## Task item
Reproduce the section of the listing that begins at the line containing "tell me where the green" and finishes at the line containing "tell me where the storefront". Include both end lines and nothing beyond them.

## Extracted information
-------------------------
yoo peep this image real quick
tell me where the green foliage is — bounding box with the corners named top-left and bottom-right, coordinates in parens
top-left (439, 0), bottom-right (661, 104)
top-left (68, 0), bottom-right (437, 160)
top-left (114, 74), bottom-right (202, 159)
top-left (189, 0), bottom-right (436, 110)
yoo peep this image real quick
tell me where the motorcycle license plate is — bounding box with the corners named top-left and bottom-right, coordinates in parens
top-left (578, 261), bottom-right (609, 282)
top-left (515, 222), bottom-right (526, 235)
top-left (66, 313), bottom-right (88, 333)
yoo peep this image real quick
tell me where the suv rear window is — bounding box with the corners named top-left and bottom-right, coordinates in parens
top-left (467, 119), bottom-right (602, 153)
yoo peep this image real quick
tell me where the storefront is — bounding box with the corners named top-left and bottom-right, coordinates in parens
-------------------------
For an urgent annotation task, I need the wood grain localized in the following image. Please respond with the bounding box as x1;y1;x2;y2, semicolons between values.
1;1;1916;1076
-------------------------
## The completed task
tell me where the green foliage is — bounding box with the corners named top-left and bottom-right, coordinates in parens
top-left (439, 0), bottom-right (661, 104)
top-left (68, 0), bottom-right (437, 160)
top-left (114, 74), bottom-right (202, 159)
top-left (189, 0), bottom-right (436, 110)
yoo peep this image real quick
tell me where the motorcycle license plate is — bounding box with the corners named top-left and bottom-right, coordinates in parens
top-left (578, 261), bottom-right (609, 282)
top-left (515, 222), bottom-right (526, 235)
top-left (66, 313), bottom-right (88, 333)
yoo peep this image real quick
tell me where the suv rear window is — bounding box with the corners named top-left and bottom-right, coordinates in parens
top-left (467, 119), bottom-right (602, 153)
yoo peep this image real quick
tell me where the storefront is — bounding box with the corners named top-left and bottom-right, coordinates in parens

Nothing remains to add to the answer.